Write each entry out again exactly, with nothing omitted.

Top of SUPPLIED RECORDS

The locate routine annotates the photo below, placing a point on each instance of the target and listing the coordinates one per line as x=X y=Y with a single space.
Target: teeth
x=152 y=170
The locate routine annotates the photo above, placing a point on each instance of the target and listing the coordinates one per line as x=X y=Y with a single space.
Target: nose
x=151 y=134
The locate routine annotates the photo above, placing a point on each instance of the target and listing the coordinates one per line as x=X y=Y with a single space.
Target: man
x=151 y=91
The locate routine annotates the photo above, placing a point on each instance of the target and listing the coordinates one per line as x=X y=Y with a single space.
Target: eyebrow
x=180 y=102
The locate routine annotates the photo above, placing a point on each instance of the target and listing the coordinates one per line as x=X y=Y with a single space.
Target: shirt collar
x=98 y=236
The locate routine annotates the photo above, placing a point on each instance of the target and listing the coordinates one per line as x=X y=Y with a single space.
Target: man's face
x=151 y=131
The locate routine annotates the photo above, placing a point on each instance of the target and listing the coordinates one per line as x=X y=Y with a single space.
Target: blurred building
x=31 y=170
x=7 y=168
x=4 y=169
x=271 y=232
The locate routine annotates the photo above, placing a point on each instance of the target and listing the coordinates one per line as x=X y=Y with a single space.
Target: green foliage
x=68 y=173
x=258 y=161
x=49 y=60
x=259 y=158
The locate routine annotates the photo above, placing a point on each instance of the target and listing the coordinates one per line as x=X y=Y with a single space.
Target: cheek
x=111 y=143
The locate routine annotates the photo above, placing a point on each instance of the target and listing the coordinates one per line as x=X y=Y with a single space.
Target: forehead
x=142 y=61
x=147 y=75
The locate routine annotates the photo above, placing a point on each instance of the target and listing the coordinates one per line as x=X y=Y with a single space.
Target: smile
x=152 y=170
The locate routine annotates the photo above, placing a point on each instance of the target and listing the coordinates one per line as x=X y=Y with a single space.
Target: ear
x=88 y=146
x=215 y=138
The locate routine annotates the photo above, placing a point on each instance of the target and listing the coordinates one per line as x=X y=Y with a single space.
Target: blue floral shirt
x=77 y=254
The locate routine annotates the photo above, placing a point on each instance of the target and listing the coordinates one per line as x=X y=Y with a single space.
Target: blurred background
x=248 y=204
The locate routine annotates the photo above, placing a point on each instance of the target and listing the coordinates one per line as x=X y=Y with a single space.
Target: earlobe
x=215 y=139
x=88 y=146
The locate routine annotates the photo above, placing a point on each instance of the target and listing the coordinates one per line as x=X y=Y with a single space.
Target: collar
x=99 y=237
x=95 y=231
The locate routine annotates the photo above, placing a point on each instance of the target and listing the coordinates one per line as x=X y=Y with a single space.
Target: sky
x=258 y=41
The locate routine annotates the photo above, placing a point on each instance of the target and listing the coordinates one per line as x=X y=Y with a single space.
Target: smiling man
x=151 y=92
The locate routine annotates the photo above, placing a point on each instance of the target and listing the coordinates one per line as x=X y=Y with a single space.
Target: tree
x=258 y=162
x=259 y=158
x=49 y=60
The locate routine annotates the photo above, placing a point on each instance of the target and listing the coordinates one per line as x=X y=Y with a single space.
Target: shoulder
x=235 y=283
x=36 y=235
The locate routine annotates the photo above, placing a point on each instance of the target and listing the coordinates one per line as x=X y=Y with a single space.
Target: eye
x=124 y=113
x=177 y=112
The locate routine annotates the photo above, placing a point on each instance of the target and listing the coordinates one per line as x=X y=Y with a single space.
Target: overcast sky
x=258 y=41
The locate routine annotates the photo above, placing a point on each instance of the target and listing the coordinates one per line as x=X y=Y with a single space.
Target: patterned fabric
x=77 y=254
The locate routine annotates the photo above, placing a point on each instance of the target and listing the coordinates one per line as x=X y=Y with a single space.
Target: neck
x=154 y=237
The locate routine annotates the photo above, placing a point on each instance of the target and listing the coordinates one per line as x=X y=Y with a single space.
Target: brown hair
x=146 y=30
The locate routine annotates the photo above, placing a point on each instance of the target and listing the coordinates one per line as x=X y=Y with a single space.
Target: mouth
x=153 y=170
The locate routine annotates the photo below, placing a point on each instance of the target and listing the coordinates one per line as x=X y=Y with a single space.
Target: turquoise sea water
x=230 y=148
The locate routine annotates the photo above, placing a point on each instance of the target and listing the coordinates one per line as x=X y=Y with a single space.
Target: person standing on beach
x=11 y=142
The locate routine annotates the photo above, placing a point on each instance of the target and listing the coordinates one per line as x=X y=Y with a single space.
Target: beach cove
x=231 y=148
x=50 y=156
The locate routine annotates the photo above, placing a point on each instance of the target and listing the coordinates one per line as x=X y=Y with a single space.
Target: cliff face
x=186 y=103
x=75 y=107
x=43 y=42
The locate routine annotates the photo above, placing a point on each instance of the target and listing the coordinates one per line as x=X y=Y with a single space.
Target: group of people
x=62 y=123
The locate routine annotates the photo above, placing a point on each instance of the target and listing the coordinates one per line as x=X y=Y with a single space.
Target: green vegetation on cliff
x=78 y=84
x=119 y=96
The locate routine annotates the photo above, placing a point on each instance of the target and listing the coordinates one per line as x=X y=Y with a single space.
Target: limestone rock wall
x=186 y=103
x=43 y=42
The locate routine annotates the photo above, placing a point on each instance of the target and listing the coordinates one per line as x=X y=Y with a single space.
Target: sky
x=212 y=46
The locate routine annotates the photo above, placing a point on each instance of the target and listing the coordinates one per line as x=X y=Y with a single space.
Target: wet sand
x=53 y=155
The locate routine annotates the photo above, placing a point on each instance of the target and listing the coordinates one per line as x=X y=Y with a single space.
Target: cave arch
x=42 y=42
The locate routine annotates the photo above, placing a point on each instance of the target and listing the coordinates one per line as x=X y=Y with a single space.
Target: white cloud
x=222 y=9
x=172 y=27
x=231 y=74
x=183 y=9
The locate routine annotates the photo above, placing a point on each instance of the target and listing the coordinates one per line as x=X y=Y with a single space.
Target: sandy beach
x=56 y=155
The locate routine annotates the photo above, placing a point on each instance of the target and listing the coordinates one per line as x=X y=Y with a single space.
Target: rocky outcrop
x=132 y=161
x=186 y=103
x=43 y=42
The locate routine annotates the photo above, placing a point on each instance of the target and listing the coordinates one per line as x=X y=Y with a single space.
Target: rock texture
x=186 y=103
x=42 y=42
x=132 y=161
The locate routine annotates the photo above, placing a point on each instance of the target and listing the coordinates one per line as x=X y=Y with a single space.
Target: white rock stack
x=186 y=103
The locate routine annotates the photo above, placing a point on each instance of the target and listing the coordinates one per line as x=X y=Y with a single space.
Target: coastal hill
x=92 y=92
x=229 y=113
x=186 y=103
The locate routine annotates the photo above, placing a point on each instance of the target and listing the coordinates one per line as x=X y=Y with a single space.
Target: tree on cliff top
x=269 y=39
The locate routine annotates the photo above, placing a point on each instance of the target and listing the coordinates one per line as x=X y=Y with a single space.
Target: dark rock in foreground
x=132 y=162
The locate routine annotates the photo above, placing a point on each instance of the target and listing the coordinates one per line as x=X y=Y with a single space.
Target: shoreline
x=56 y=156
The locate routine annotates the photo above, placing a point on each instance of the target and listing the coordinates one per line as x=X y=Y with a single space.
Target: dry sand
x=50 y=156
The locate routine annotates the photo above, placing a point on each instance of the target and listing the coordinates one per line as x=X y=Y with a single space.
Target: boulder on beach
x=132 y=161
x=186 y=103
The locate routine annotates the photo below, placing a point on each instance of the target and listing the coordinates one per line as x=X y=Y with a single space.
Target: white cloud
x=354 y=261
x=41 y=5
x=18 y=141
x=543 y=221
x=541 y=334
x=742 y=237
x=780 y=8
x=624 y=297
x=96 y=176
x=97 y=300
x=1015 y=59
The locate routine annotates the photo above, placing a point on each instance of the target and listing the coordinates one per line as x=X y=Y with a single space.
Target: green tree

Bottom of SUPPLIED RECORDS

§ ANSWER SPACE:
The locate routine annotates the photo below, placing a point on each instance of the target and listing the coordinates one per line as x=X y=Y with a single space.
Target: teeth
x=152 y=170
The locate routine annotates the photo above, placing a point on each instance of the target and listing the coordinates one per line as x=X y=Y with a single space.
Target: nose
x=151 y=134
The locate routine annotates the photo above, placing a point on each instance of the target and listing the coordinates one per line as x=X y=Y with a single space.
Target: man
x=151 y=91
The locate routine annotates the photo above, placing a point on each instance of the target and listing the coordinates one per line as x=X y=Y with a single space.
Target: eyebrow
x=180 y=102
The locate routine annotates the photo above, placing a point on each instance of the target and listing the coordinates one per line as x=X y=Y with a single space.
Target: shirt collar
x=98 y=236
The locate routine annotates the photo above, placing a point on each instance of the target and listing the coordinates one per line as x=X y=Y with a single space.
Target: man's face
x=151 y=131
The locate routine annotates the photo above, placing a point on each instance of the target and listing the coordinates one per line as x=X y=Y with a single space.
Target: blurred building
x=31 y=170
x=7 y=168
x=4 y=169
x=271 y=232
The locate routine annotates the photo above, placing a point on each instance of the target and listing the coordinates one per line as x=X y=Y with a single space.
Target: green foliage
x=68 y=173
x=258 y=161
x=49 y=60
x=259 y=158
The locate routine annotates the photo above, placing a point on each instance of the target and listing the coordinates one per line as x=X y=Y with a single space.
Target: cheek
x=111 y=143
The locate routine annotates the photo above, placing a point on each instance of the target and listing the coordinates one per line as x=X y=Y with a single space.
Target: forehead
x=142 y=61
x=147 y=75
The locate routine annotates the photo above, placing a point on each instance of the target and listing the coordinates one per line as x=X y=Y with a single space.
Target: smile
x=152 y=170
The locate routine annotates the photo above, placing a point on each instance of the target and listing the coordinates one per line as x=X y=Y with a single space.
Target: ear
x=88 y=146
x=215 y=138
The locate routine annotates the photo above, placing a point on each instance of the target and listing the coordinates one per line as x=X y=Y with a single space.
Target: blue floral shirt
x=77 y=254
The locate routine annotates the photo above, placing a point on each instance of the target and listing the coordinates one per line as x=X y=Y with a single space.
Target: blurred background
x=248 y=204
The locate routine annotates the photo above, placing a point on each instance of the target and listing the coordinates one per line as x=X y=Y with a single space.
Target: earlobe
x=215 y=139
x=88 y=146
The locate routine annotates the photo above, placing a point on each instance of the target and listing the coordinates one per line as x=X y=Y with a single space.
Target: collar
x=99 y=237
x=95 y=231
The locate routine annotates the photo above, placing a point on each instance of the target and listing the coordinates one per line as x=X y=Y with a single space.
Target: sky
x=258 y=41
The locate routine annotates the photo above, placing a point on each instance of the target and listing the coordinates one per line as x=X y=Y with a single space.
Target: smiling man
x=151 y=92
The locate routine annotates the photo above, placing a point on each instance of the target and listing the coordinates one per line as x=X y=Y with a single space.
Target: tree
x=258 y=162
x=259 y=158
x=49 y=60
The locate routine annotates the photo above, placing a point on each instance of the target and listing the coordinates one per line as x=X y=Y with a single space.
Target: shoulder
x=235 y=283
x=36 y=235
The locate routine annotates the photo above, placing a point on each instance of the target and listing the coordinates one per line as x=X y=Y with a single space.
Target: eye
x=124 y=113
x=177 y=112
The locate routine annotates the photo above, placing a point on each instance of the target and listing the coordinates one per line as x=X y=Y with a single space.
Target: overcast sky
x=258 y=41
The locate routine annotates the photo above, placing a point on each instance of the target and listing the coordinates one per line as x=X y=Y with a single space.
Target: patterned fabric
x=77 y=254
The locate routine annotates the photo above, placing a point on each instance of the target and listing the coordinates one per line as x=X y=Y with a single space.
Target: neck
x=154 y=237
The locate routine annotates the photo above, placing a point on each instance of the target and listing the coordinates one per line as x=X y=Y with a single space.
Target: brown hair
x=146 y=30
The locate routine annotates the photo above, placing a point on each instance of the target and listing the coordinates one per line as x=X y=Y with a single space.
Target: mouth
x=153 y=170
The locate routine annotates the photo below, placing a point on each instance of the target and listing the coordinates one per line as x=X y=Y with a single space.
Target: turquoise sea water
x=230 y=148
The locate routine annotates the photo above, placing a point on each instance of the target and listing the coordinates one per line as x=X y=Y with a single space.
Target: person standing on beach
x=11 y=142
The locate routine annotates the photo above, placing a point on each instance of the target and listing the coordinates one per line as x=X y=Y with a single space.
Target: beach cove
x=231 y=148
x=50 y=156
The locate routine annotates the photo above, placing a point on each instance of the target and listing the coordinates one per line as x=X y=Y with a single space.
Target: cliff face
x=186 y=103
x=75 y=107
x=43 y=42
The locate routine annotates the photo above, placing a point on each instance of the target and listing the coordinates one per line as x=X y=Y with a single space.
Target: group of people
x=62 y=123
The locate routine annotates the photo above, placing a point on each instance of the target and listing the coordinates one per line as x=X y=Y with a single space.
Target: green vegetation on cliff
x=78 y=84
x=119 y=96
The locate routine annotates the photo above, placing a point on each instance of the target and listing the coordinates one per line as x=X y=Y with a single space.
Target: limestone rock wall
x=186 y=103
x=43 y=42
The locate routine annotates the photo above, placing a point on each instance of the target and listing the coordinates one per line as x=X y=Y with a single space.
Target: sky
x=212 y=46
The locate routine annotates the photo above, placing a point on each instance of the target and listing the coordinates one per line as x=X y=Y with a single space.
Target: wet sand
x=53 y=155
The locate routine annotates the photo above, placing a point on each instance of the target and listing the coordinates one per line as x=X y=Y with a single space.
Target: cave arch
x=42 y=42
The locate routine annotates the photo above, placing a point on each instance of the target and listing the coordinates one per line as x=X y=Y with a single space.
Target: white cloud
x=222 y=9
x=172 y=27
x=231 y=74
x=183 y=9
The locate routine annotates the photo above, placing a point on each instance of the target and listing the coordinates one per line as x=X y=Y with a single space.
Target: sandy beach
x=56 y=155
The locate routine annotates the photo above, placing a point on each instance of the target and listing the coordinates one per line as x=X y=Y with a single space.
Target: rocky outcrop
x=132 y=161
x=186 y=103
x=43 y=42
The locate routine annotates the photo above, placing a point on each instance of the target and listing the coordinates one per line as x=X y=Y with a single space.
Target: rock texture
x=186 y=103
x=42 y=42
x=132 y=161
The locate routine annotates the photo above, placing a point on each instance of the target and listing the coordinates one per line as x=X y=Y with a single space.
Target: white rock stack
x=186 y=103
The locate routine annotates the photo above, placing a point on each instance of the target and listing the coordinates one per line as x=X y=Y with a single space.
Target: coastal hill
x=92 y=92
x=229 y=113
x=186 y=103
The locate routine annotates the photo above, placing a point on each instance of the target and listing the coordinates one per line as x=X y=Y with a single space.
Target: tree on cliff top
x=269 y=39
The locate routine annotates the photo above, placing a point on each instance of the target and listing the coordinates one per line as x=X y=Y with a single space.
Target: dark rock in foreground
x=132 y=162
The locate routine annotates the photo above, placing a point on each instance of the target and listing the coordinates one per line as x=X y=Y with a single space.
Target: shoreline
x=56 y=156
The locate routine annotates the photo above, placing a point on each instance of the target and listing the coordinates one per line as x=X y=Y with a single space.
Target: dry sand
x=50 y=156
The locate routine annotates the photo above, placing a point on each instance of the target and listing the coordinates one per line as x=X y=Y with a single space.
Target: boulder on beach
x=132 y=161
x=186 y=103
The locate routine annotates the photo below, placing a point on each instance of the target and listing the coordinates one per line as x=X y=Y with a single space.
Target: white cloud
x=354 y=261
x=41 y=5
x=18 y=141
x=543 y=221
x=541 y=334
x=742 y=237
x=780 y=8
x=624 y=297
x=96 y=176
x=97 y=300
x=1015 y=59
The locate routine annotates the photo above, placing a point on each instance of the target and listing the coordinates one per line as x=X y=Y with a single space.
Target: green tree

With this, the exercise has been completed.